INSTRUCTIONS FOR THE TASK: Filter the lines below down to those that contain the string "snow", and copy each matching line in full.

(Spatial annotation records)

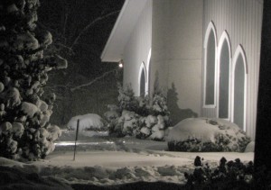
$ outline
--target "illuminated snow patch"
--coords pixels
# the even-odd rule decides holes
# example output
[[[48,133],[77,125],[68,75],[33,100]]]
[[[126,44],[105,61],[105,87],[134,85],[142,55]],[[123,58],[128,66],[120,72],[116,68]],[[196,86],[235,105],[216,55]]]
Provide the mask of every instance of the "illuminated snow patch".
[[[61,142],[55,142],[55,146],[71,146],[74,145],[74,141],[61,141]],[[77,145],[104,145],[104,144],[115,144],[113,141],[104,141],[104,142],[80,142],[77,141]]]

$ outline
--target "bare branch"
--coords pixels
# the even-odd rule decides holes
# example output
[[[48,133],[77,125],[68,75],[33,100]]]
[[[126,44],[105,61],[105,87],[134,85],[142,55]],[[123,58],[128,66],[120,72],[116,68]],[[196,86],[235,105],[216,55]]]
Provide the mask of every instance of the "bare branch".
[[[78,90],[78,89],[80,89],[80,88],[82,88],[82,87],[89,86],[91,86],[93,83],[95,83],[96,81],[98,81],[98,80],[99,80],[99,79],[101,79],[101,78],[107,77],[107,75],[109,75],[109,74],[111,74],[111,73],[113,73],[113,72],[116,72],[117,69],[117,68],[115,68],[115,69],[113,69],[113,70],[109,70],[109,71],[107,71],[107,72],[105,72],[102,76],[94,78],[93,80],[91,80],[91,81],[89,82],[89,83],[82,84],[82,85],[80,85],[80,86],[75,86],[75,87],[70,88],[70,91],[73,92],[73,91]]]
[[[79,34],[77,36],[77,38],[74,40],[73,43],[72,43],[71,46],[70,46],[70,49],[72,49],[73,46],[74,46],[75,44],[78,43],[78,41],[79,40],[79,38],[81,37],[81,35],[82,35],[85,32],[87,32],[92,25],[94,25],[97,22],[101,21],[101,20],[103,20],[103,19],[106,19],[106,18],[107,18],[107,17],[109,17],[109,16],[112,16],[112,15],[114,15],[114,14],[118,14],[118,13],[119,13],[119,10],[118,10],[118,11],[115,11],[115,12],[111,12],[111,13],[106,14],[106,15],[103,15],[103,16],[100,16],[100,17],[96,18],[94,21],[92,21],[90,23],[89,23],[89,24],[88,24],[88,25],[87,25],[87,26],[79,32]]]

* * *

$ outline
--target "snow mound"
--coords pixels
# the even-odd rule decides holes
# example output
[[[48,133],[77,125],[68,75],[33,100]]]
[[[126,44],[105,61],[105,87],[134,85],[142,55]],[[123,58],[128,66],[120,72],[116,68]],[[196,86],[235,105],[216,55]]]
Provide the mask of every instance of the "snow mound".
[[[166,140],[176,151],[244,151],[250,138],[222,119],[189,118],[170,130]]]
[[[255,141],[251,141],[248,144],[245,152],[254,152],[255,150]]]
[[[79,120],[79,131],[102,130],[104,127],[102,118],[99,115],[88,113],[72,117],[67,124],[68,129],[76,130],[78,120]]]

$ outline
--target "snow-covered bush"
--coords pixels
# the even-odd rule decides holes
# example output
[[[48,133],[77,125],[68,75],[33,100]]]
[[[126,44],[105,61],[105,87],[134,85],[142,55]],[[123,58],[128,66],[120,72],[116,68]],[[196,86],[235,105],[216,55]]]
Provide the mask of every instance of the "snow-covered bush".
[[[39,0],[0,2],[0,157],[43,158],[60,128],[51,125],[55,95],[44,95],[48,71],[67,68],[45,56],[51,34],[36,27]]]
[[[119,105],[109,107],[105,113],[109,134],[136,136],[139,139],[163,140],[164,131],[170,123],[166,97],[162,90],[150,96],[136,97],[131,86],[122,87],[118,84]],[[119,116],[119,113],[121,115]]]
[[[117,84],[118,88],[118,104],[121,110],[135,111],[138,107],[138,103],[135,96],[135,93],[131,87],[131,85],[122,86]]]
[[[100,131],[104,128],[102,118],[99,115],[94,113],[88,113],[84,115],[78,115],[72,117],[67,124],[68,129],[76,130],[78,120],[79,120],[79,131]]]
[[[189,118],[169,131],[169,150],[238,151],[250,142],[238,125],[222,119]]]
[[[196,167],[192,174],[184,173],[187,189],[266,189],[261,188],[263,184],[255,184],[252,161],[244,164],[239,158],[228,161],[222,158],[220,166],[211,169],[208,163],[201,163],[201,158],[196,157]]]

COMPLETE ANSWER:
--target "illuminated snow patch"
Provide the mask of every instance of the "illuminated snow patch".
--target "snow mound"
Provide the mask of every instance of the "snow mound".
--target "snow-covered bush"
Provide the mask of every instance of the "snow-covered bush".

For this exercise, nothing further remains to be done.